## REQUIRED TASKS
• a. Answer these questions about the data.table thread:
(i) What does Matthew name as the way to add columns by reference inside a list of data.table?
(ii) Which R version does the quoted warning sentence tell users to upgrade to?
(iii) How many warnings did Rick say he received?
• b. Proceed with the data.table thread from the point where it stops.

## PAGE EXTRACT
◇ ◇ ◇
Hi,
Basically adding columns by reference to a data.table when it's a member of a list of data.table, is really difficult to handle internally. I had to special case internally to get around list() copying, so that the binding can change inside the list on the shallow copy when [[ is used. A for loop is the way to add columns by reference inside a list of data.table, and that should work ok using [[. But doing that via lapply and mapply is really stretching it. Even catching user expectations in this area is difficult. Ideally we'd catch mapply, yes, but really data.table likes to be rbindlist()-ed and then ops to work on a single large data.table. We can advice to the warning message not to use mapply or lapply to add columns by reference to a list of data.table (use a for loop instead) ?
Matthew


On 22/09/13 03:02, Ricardo Saporta wrote:
Matthew,

I did notice the warning, but something doesnt add up:

If the issue is simply that it is being copied when created, then wouldnt we expect the same warning to arise when we try to modify the table in using `mapply` or `lapply`? (the latter does not produce a warning.

If on the otherhand, the issue pertains specifically to mapply (which I assume it does), then why is it only a problem when we iterate over the list directly, whereas iterating indirectly by using an index does not produce any warnings. While overall, this is minor if one is aware of the issue, I think it might allow for unnoticed bugs to creep into someones code. Specifically if using mapply to modify a list of DTs and the user not realizing that the modifications are not being held.

That being said, I'm not sure how this could even be addressed if the root is in mapply, but is it worth trying to address?

Rick


On Fri, Sep 20, 2013 at 2:18 PM, Matthew Dowle <[email protected] <mailto:[email protected]>> wrote:

    Does this sentence from the warning help?


    " Also, in R<v3.1.0, list(DT1,DT2) copied the entire DT1 and DT2
    (R's list() used to copy named objects); please upgrade to
    R>=v3.1.0 if that is biting. "

    Matthew


    On 20/09/13 19:01, Ricardo Saporta wrote:
    One warning per DT in the list
      (I added the line breaks)
    -Rick
    =============================================
    Warning messages:

    1: In `[.data.table`(DT, , `:=`(c("Col3", "Col4"), list(C3, C4))) :

      Invalid .internal.selfref detected and fixed by taking a copy
    of the whole table so that := can add this new column by
    reference. At an earlier point, this data.table has been copied
    by R (or been created manually using structure() or similar).
    Avoid key<-, names<- and attr<- which in R currently (and oddly)
◇ ◇ ◇
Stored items
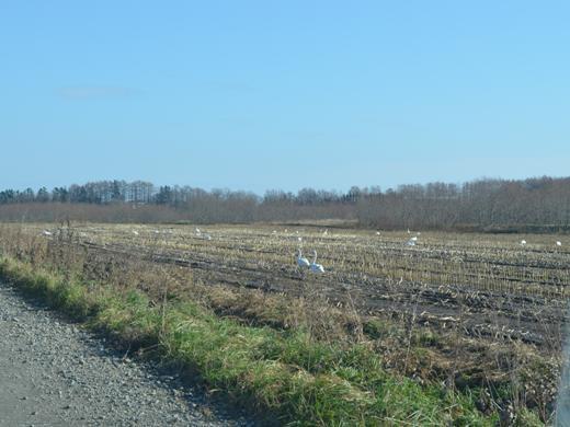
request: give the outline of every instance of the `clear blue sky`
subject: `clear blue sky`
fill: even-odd
[[[567,1],[0,2],[0,188],[570,172]]]

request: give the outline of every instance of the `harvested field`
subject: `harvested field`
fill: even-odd
[[[88,276],[117,264],[148,268],[155,280],[139,275],[135,286],[156,301],[168,277],[169,295],[204,300],[220,315],[277,328],[308,322],[319,339],[344,331],[420,382],[488,386],[498,407],[515,402],[551,417],[570,292],[568,238],[265,224],[26,224],[2,233],[45,245],[50,259],[72,247],[83,272],[92,267]],[[326,273],[299,270],[297,249],[309,258],[316,250]],[[267,307],[280,309],[270,315]],[[334,322],[341,326],[331,332]],[[498,392],[506,384],[516,390]],[[482,412],[491,406],[481,397]]]
[[[89,249],[187,267],[205,284],[296,297],[317,288],[331,304],[353,303],[362,315],[415,313],[419,323],[438,327],[460,323],[468,335],[560,348],[570,245],[557,246],[551,235],[525,236],[522,246],[520,235],[424,232],[408,246],[410,235],[309,227],[210,227],[200,235],[194,227],[78,228]],[[299,272],[299,247],[316,250],[326,274]]]

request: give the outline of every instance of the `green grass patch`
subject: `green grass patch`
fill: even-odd
[[[365,344],[322,343],[303,330],[252,327],[204,307],[151,304],[140,291],[87,286],[56,273],[0,259],[0,276],[53,307],[124,341],[158,345],[162,355],[253,411],[290,425],[493,425],[472,399],[422,386],[381,368]],[[372,335],[383,325],[369,326]]]

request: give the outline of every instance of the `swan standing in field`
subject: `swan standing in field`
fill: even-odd
[[[414,235],[413,238],[411,238],[406,244],[408,246],[415,246],[415,242],[418,242],[418,236]]]
[[[297,266],[299,268],[309,268],[310,266],[309,259],[303,256],[300,249],[297,251]]]
[[[317,251],[312,251],[312,263],[310,263],[310,270],[312,273],[324,273],[324,267],[321,264],[317,264]]]

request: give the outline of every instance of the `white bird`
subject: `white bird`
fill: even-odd
[[[310,263],[310,270],[312,273],[324,273],[324,267],[321,264],[317,264],[317,251],[312,251],[315,258]]]
[[[415,242],[418,242],[418,236],[414,235],[413,238],[411,238],[406,244],[408,246],[415,246]]]
[[[310,266],[309,259],[303,256],[300,249],[297,251],[297,266],[300,268],[309,268]]]

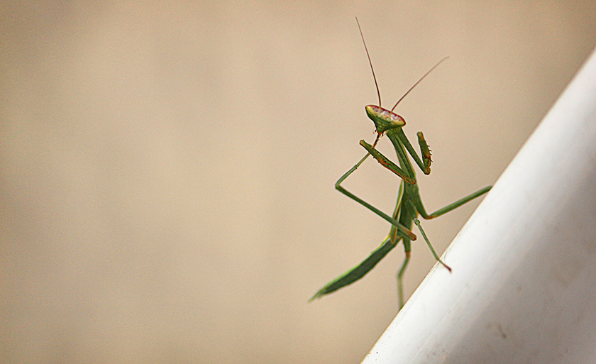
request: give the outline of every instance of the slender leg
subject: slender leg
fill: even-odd
[[[368,158],[369,155],[370,155],[370,153],[367,153],[366,155],[365,155],[364,158],[363,158],[360,160],[360,162],[356,163],[356,165],[354,167],[352,167],[352,168],[351,168],[350,170],[346,172],[343,176],[341,176],[341,177],[340,177],[339,180],[337,180],[337,182],[336,182],[336,184],[335,184],[336,189],[337,189],[338,191],[343,193],[346,196],[350,197],[351,199],[353,199],[356,202],[360,204],[361,205],[364,206],[365,207],[366,207],[369,210],[372,211],[375,214],[379,215],[380,216],[381,216],[382,218],[383,218],[384,219],[387,221],[390,224],[391,224],[392,225],[393,225],[394,226],[395,226],[397,228],[397,230],[399,231],[399,235],[404,236],[404,238],[408,238],[412,239],[412,240],[416,240],[416,235],[414,235],[414,233],[412,233],[410,229],[407,228],[407,227],[405,227],[403,225],[402,225],[401,224],[399,224],[395,219],[390,216],[389,215],[387,215],[385,212],[380,211],[380,209],[377,209],[374,206],[371,205],[370,204],[364,201],[363,199],[360,199],[360,197],[355,196],[355,194],[353,194],[351,192],[350,192],[349,191],[348,191],[347,189],[346,189],[345,188],[341,187],[341,182],[343,182],[344,180],[348,178],[348,176],[349,176],[355,170],[356,170],[356,169],[358,167],[360,167],[360,165],[363,163],[363,162],[364,162],[365,160],[366,160],[366,158]]]
[[[404,260],[404,263],[402,265],[402,268],[399,269],[399,271],[397,272],[397,297],[399,301],[399,309],[402,309],[402,307],[404,307],[404,285],[402,279],[404,273],[406,272],[406,268],[408,267],[409,258],[410,252],[407,251],[406,258]]]
[[[438,258],[438,255],[437,255],[436,252],[435,251],[434,248],[433,248],[432,244],[431,244],[431,242],[429,241],[429,238],[426,237],[426,233],[424,232],[424,230],[422,229],[422,226],[420,224],[420,220],[419,220],[418,219],[414,219],[414,224],[415,224],[416,226],[418,226],[418,228],[420,229],[420,232],[422,233],[422,237],[424,238],[424,241],[426,242],[426,244],[429,246],[429,248],[431,248],[431,251],[433,253],[433,255],[434,255],[435,259],[436,259],[438,263],[442,264],[443,267],[447,268],[449,270],[449,272],[451,272],[451,267],[449,267],[448,265],[445,264],[443,262],[443,260],[441,260],[441,258]]]

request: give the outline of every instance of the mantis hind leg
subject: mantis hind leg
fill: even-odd
[[[406,258],[404,260],[404,263],[402,264],[402,268],[397,272],[397,298],[399,302],[399,309],[404,307],[404,283],[403,277],[404,273],[406,272],[406,268],[408,267],[409,263],[410,252],[406,252]]]
[[[435,257],[435,259],[436,259],[436,260],[438,263],[442,264],[443,267],[447,268],[447,270],[449,270],[449,272],[451,272],[451,267],[449,267],[448,265],[445,264],[445,263],[443,260],[441,260],[440,258],[438,258],[438,255],[435,251],[434,248],[433,248],[433,245],[431,244],[431,242],[429,240],[429,238],[426,236],[426,233],[424,232],[424,230],[422,228],[422,226],[420,224],[420,220],[419,220],[418,219],[414,219],[414,224],[415,224],[416,226],[418,226],[418,228],[420,229],[420,232],[422,233],[422,237],[424,238],[424,241],[426,242],[426,245],[428,245],[429,248],[430,248],[431,251],[433,253],[433,255]]]

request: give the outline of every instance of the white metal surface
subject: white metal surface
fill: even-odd
[[[596,360],[596,52],[443,258],[363,363]]]

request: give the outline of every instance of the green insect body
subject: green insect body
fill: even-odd
[[[356,19],[358,22],[358,18]],[[360,24],[358,24],[358,29],[360,29]],[[367,209],[372,212],[377,214],[380,217],[385,219],[392,224],[389,235],[381,243],[376,250],[375,250],[370,255],[365,259],[362,263],[348,270],[343,275],[336,278],[333,281],[328,283],[325,287],[317,292],[314,296],[311,298],[310,301],[316,298],[329,294],[331,292],[346,287],[354,282],[360,280],[364,277],[368,272],[370,272],[385,256],[393,249],[397,243],[403,241],[404,250],[405,250],[406,258],[404,260],[402,268],[397,273],[397,288],[398,296],[399,302],[399,308],[401,309],[404,305],[404,294],[403,294],[403,285],[402,277],[403,275],[407,268],[409,262],[410,255],[412,251],[412,241],[416,239],[416,235],[412,232],[413,224],[416,224],[426,244],[431,249],[435,258],[441,263],[446,268],[451,272],[451,268],[445,264],[435,252],[430,241],[426,237],[426,234],[422,229],[420,221],[418,220],[419,214],[425,219],[434,219],[438,217],[443,214],[446,214],[460,206],[468,202],[476,197],[482,196],[487,193],[492,187],[488,186],[482,189],[477,191],[463,199],[460,199],[453,204],[451,204],[443,209],[441,209],[431,214],[426,213],[424,206],[422,204],[422,201],[420,198],[420,194],[418,190],[418,185],[416,181],[416,174],[414,168],[410,162],[409,158],[407,155],[409,153],[414,159],[416,165],[422,170],[425,175],[429,175],[431,172],[431,151],[426,140],[421,132],[417,133],[418,143],[420,146],[420,153],[421,155],[419,157],[408,140],[406,135],[404,133],[402,127],[406,125],[406,121],[397,114],[393,112],[393,110],[397,106],[406,95],[412,91],[429,73],[431,72],[435,67],[436,67],[441,62],[446,59],[443,58],[438,62],[434,67],[433,67],[429,72],[427,72],[420,79],[412,86],[407,92],[395,104],[391,110],[387,110],[381,107],[381,96],[379,92],[379,87],[377,84],[376,77],[375,76],[375,70],[372,69],[372,63],[370,61],[370,56],[368,54],[368,50],[366,48],[366,43],[364,42],[364,36],[362,35],[362,30],[360,30],[360,35],[362,36],[363,43],[364,43],[365,50],[368,57],[368,62],[370,65],[370,69],[372,71],[372,77],[375,79],[375,84],[377,87],[377,94],[379,96],[379,106],[368,105],[365,107],[366,114],[368,117],[375,123],[375,126],[377,132],[377,138],[375,143],[371,145],[365,140],[360,140],[360,144],[368,152],[354,167],[346,172],[339,180],[336,182],[335,187],[341,193],[348,196],[351,199],[356,201],[360,204],[363,205]],[[375,149],[377,143],[380,138],[386,134],[389,140],[393,144],[395,153],[399,161],[399,165],[392,162],[389,158],[381,154],[380,152]],[[346,190],[341,186],[341,183],[350,175],[358,169],[358,167],[368,158],[372,155],[381,165],[397,175],[401,178],[399,185],[399,191],[397,197],[397,202],[395,205],[395,209],[391,216],[386,214],[376,207],[368,204],[365,201],[361,199],[360,197],[354,195],[349,191]]]

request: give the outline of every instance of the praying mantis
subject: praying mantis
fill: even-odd
[[[367,116],[372,120],[376,128],[377,137],[372,145],[370,145],[365,140],[360,141],[360,145],[362,145],[367,150],[366,155],[354,165],[352,168],[346,172],[335,184],[335,188],[343,193],[346,196],[353,199],[356,202],[362,204],[369,210],[377,214],[380,217],[385,219],[391,224],[391,229],[387,238],[382,241],[380,246],[375,250],[370,255],[360,264],[351,269],[343,275],[338,277],[333,281],[328,283],[325,287],[317,292],[310,301],[316,298],[320,298],[325,294],[332,293],[340,288],[343,288],[354,282],[360,280],[364,277],[368,272],[370,272],[385,256],[399,242],[403,241],[404,250],[405,250],[406,258],[402,265],[402,268],[397,272],[397,294],[399,304],[399,309],[404,306],[404,292],[402,278],[406,268],[409,263],[410,255],[412,252],[412,241],[416,239],[416,235],[412,231],[413,224],[416,224],[422,234],[422,237],[426,241],[426,244],[431,250],[431,252],[434,255],[435,259],[443,265],[449,272],[451,268],[445,264],[443,260],[437,255],[432,244],[431,244],[426,234],[424,233],[420,221],[418,220],[419,214],[425,219],[434,219],[438,217],[443,214],[449,212],[450,211],[459,207],[460,206],[469,202],[470,201],[479,197],[482,194],[487,193],[492,186],[486,187],[480,189],[463,199],[460,199],[440,209],[432,214],[427,214],[424,206],[422,204],[422,200],[420,198],[420,193],[418,190],[418,185],[416,181],[416,175],[414,172],[414,168],[410,162],[409,158],[406,154],[406,151],[412,155],[414,161],[418,167],[422,170],[425,175],[431,173],[431,150],[426,140],[424,139],[424,136],[422,132],[418,132],[418,144],[420,146],[421,157],[414,150],[409,140],[406,135],[404,133],[402,127],[406,124],[406,121],[397,114],[393,112],[397,104],[404,99],[410,91],[412,91],[422,79],[426,77],[433,70],[434,70],[443,61],[447,59],[445,57],[440,60],[430,70],[429,70],[420,79],[419,79],[410,89],[399,99],[397,102],[393,106],[390,110],[387,110],[381,106],[381,94],[379,92],[379,86],[377,83],[377,77],[375,75],[375,70],[372,67],[372,62],[370,60],[370,55],[368,53],[368,49],[366,47],[366,42],[364,40],[364,35],[362,33],[360,23],[358,18],[356,18],[356,23],[358,26],[360,37],[362,38],[363,43],[364,44],[364,49],[366,51],[366,55],[368,57],[368,63],[370,65],[370,70],[372,72],[372,78],[375,80],[375,86],[377,88],[377,96],[379,98],[379,104],[368,105],[365,107]],[[379,139],[384,134],[386,134],[389,140],[393,144],[395,148],[395,153],[397,155],[397,160],[399,165],[398,166],[389,158],[383,155],[378,150],[375,149]],[[372,155],[379,163],[383,167],[396,174],[401,178],[399,184],[399,189],[397,194],[397,202],[395,204],[395,209],[391,216],[387,215],[383,211],[379,210],[370,204],[363,200],[360,197],[352,194],[343,187],[341,183],[344,180],[351,175],[358,167],[368,158]]]

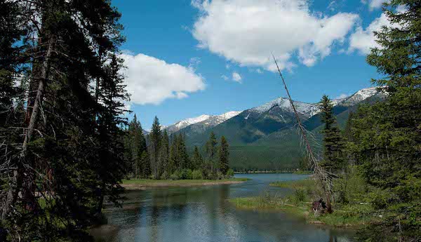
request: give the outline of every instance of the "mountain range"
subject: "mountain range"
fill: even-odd
[[[361,89],[345,98],[333,99],[333,112],[344,127],[350,112],[361,103],[382,100],[386,94],[376,87]],[[293,101],[303,125],[320,143],[319,103]],[[297,166],[302,157],[293,107],[286,98],[261,106],[220,115],[203,114],[165,127],[170,134],[182,133],[187,145],[203,147],[210,132],[225,136],[230,144],[232,166],[236,170],[280,170]]]

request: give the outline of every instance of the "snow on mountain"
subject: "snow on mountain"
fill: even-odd
[[[364,88],[359,90],[349,97],[345,98],[333,99],[332,100],[331,102],[333,107],[338,105],[351,106],[375,95],[378,92],[378,89],[376,87]],[[297,112],[309,118],[320,112],[319,103],[307,103],[298,101],[293,102]],[[286,98],[276,98],[272,101],[264,104],[263,105],[252,108],[249,110],[258,113],[264,113],[268,112],[274,107],[280,107],[281,109],[287,112],[293,112],[293,109],[290,104],[289,100]],[[248,117],[248,116],[246,118]],[[245,119],[247,119],[246,118]]]
[[[366,99],[370,97],[375,95],[379,92],[380,91],[377,87],[361,89],[358,92],[355,93],[352,96],[345,98],[345,100],[342,103],[345,105],[354,105],[356,103],[365,100]]]
[[[242,111],[231,111],[220,115],[211,116],[209,119],[201,122],[201,124],[210,127],[216,126],[217,125],[239,115],[241,112]]]
[[[297,112],[298,112],[300,114],[310,117],[319,112],[319,106],[316,103],[307,103],[297,101],[293,102]],[[288,112],[294,111],[288,99],[286,98],[276,98],[274,100],[267,102],[262,106],[254,107],[250,110],[258,113],[263,113],[270,110],[274,107],[280,107],[281,109]]]
[[[172,133],[196,123],[200,123],[205,126],[213,127],[239,115],[241,112],[242,111],[232,111],[220,115],[203,114],[195,118],[183,119],[166,127],[165,129],[168,133]]]

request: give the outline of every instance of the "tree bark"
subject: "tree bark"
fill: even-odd
[[[32,159],[28,156],[28,143],[32,140],[34,130],[37,126],[40,109],[42,108],[44,93],[47,80],[48,79],[50,75],[51,58],[55,42],[55,37],[54,36],[50,36],[50,37],[48,39],[48,45],[47,51],[41,67],[41,76],[39,79],[39,83],[38,84],[38,89],[36,90],[36,96],[35,97],[35,100],[34,102],[34,106],[32,107],[32,110],[28,108],[27,111],[31,112],[30,119],[27,128],[27,133],[25,137],[20,157],[20,162],[26,164],[26,166],[23,166],[22,170],[22,174],[24,175],[22,177],[23,188],[22,191],[22,196],[23,201],[26,203],[25,207],[28,210],[33,210],[35,207],[35,197],[34,191],[35,189],[35,174],[31,169],[34,166],[34,161],[32,161]]]

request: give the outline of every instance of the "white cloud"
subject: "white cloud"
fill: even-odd
[[[362,54],[370,53],[370,49],[372,48],[381,48],[380,45],[375,41],[375,36],[373,32],[380,31],[382,26],[391,26],[391,23],[385,13],[382,13],[380,17],[374,20],[366,29],[359,26],[356,28],[354,33],[349,37],[349,48],[348,53],[352,53],[354,51],[358,51]]]
[[[240,76],[239,74],[238,74],[237,72],[232,72],[232,81],[241,83],[241,79],[242,79],[241,76]]]
[[[364,4],[368,4],[370,11],[373,11],[375,8],[380,8],[383,6],[383,3],[389,3],[390,0],[362,0],[361,2]]]
[[[200,11],[192,34],[199,46],[237,62],[274,71],[275,54],[281,69],[290,69],[298,52],[308,66],[328,55],[358,19],[356,14],[333,16],[312,13],[305,0],[194,0]]]
[[[336,98],[335,98],[333,99],[343,99],[343,98],[348,98],[348,97],[349,97],[349,94],[342,93],[342,94],[340,94],[340,95],[338,95],[338,97],[336,97]]]
[[[198,59],[192,59],[190,67],[186,67],[144,54],[126,52],[121,57],[127,67],[126,85],[132,103],[158,105],[168,98],[185,98],[206,88],[204,79],[194,67]]]

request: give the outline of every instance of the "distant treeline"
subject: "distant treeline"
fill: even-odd
[[[182,134],[168,135],[155,118],[151,132],[145,135],[135,115],[126,130],[126,175],[129,178],[222,179],[231,177],[229,144],[224,136],[218,144],[213,133],[203,149],[189,154]]]

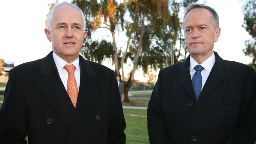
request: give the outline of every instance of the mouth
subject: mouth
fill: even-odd
[[[202,44],[202,43],[200,42],[192,42],[191,44],[191,45],[194,44]]]
[[[65,45],[74,45],[76,43],[73,41],[69,41],[65,42],[64,42],[63,44]]]

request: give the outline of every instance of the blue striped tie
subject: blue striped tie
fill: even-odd
[[[201,90],[202,89],[202,75],[201,72],[204,69],[204,68],[200,65],[197,65],[194,68],[196,70],[196,72],[193,75],[192,77],[192,84],[194,87],[195,94],[196,95],[197,100],[198,100]]]

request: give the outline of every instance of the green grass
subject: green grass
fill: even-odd
[[[6,83],[0,83],[0,87],[6,87]]]
[[[133,106],[136,107],[147,107],[148,104],[149,100],[130,100],[130,102],[126,103],[122,102],[122,104],[124,106]]]
[[[124,113],[147,116],[147,110],[124,109]],[[124,118],[126,124],[124,130],[126,136],[126,144],[149,144],[147,118],[128,116],[125,116]]]
[[[132,96],[134,97],[150,97],[151,96],[151,93],[133,93]]]

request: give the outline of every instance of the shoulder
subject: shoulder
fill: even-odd
[[[242,72],[245,70],[247,71],[253,68],[251,66],[236,61],[227,60],[224,60],[224,61],[226,63],[228,68],[233,71]]]
[[[36,70],[40,70],[41,66],[42,59],[35,61],[25,63],[14,67],[11,71],[19,73],[28,72]]]
[[[114,72],[109,68],[98,63],[95,63],[90,61],[84,60],[92,69],[96,75],[97,76],[109,76],[115,75]],[[87,65],[85,65],[87,66]],[[115,75],[114,76],[115,76]]]
[[[162,74],[176,73],[177,70],[183,66],[184,63],[184,61],[183,61],[167,66],[161,69],[159,73]]]

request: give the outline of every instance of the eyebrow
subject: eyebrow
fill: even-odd
[[[208,28],[208,26],[207,26],[207,25],[206,25],[206,24],[200,24],[200,25],[198,26],[198,27],[201,27],[201,26],[205,26],[206,27]],[[186,27],[185,28],[184,30],[186,29],[186,28],[192,28],[192,27],[191,26],[186,26]]]
[[[56,26],[59,26],[59,25],[67,25],[67,24],[66,23],[66,22],[59,22],[57,24]],[[78,25],[79,26],[82,26],[82,25],[81,24],[80,24],[79,23],[74,22],[72,24],[72,25]]]

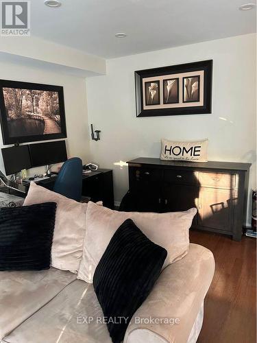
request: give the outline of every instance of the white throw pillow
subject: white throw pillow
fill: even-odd
[[[118,212],[89,202],[77,279],[93,283],[95,268],[111,238],[127,218],[131,218],[151,241],[167,250],[163,268],[181,259],[188,250],[188,231],[196,213],[196,209],[167,213]]]
[[[178,142],[162,139],[160,159],[207,162],[208,140]]]
[[[31,182],[23,206],[49,201],[57,203],[51,265],[77,273],[82,257],[88,204]]]

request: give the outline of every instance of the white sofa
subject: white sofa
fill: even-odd
[[[215,272],[212,252],[190,244],[182,259],[167,267],[129,324],[125,343],[195,342],[204,300]],[[53,268],[40,272],[0,272],[2,343],[111,342],[92,284]],[[90,324],[87,317],[95,318]],[[135,317],[147,318],[138,323]],[[177,323],[147,323],[147,318]]]

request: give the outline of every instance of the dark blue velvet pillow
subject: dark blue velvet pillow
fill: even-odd
[[[94,274],[93,285],[108,329],[119,343],[130,321],[150,293],[167,255],[131,219],[116,231]]]
[[[0,211],[0,270],[49,269],[56,202]]]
◇ ◇ ◇
## RESULTS OF THE EXERCISE
• a.
(i) A for loop, using [[.
(ii) R>=v3.1.0.
(iii) One warning per DT in the list.

• b.
    may copy the whole data.table. Use set* syntax instead to avoid
    copying: ?set, ?setnames and ?setattr. Also, in R<v3.1.0,
    list(DT1,DT2) copied the entire DT1 and DT2 (R's list() used to
    copy named objects); please upgrade to R>=v3.1.0 if that is
    biting. If this message doesn't help, please report to
    datatable-help so the root cause can be fixed.

    2: In `[.data.table`(DT, , `:=`(c("Col3", "Col4"), list(C3, C4))) :

      Invalid .internal.selfref detected and fixed by taking a copy
    of the whole table so that := can add this new column by
    reference. At an earlier point, this data.table has been copied
    by R (or been created manually using structure() or similar).
    Avoid key<-, names<- and attr<- which in R currently (and oddly)
    may copy the whole data.table. Use set* syntax instead to avoid
    copying: ?set, ?setnames and ?setattr. Also, in R<v3.1.0,
    list(DT1,DT2) copied the entire DT1 and DT2 (R's list() used to
    copy named objects); please upgrade to R>=v3.1.0 if that is
    biting. If this message doesn't help, please report to
    datatable-help so the root cause can be fixed.
    =============================================




    On Fri, Sep 20, 2013 at 12:49 PM, Matthew Dowle
    <[email protected] <mailto:[email protected]>> wrote:


        Hi,

        What's the warning?

        Matthew



        On 20/09/13 14:48, Ricardo Saporta wrote:
        I've encountered the following issue iterating over a list
        of data.tables.
        The issue is only with mapply, not with lapply .

        Given a list of data.table's, mapply'ing over the list directly
        cannot modify in place.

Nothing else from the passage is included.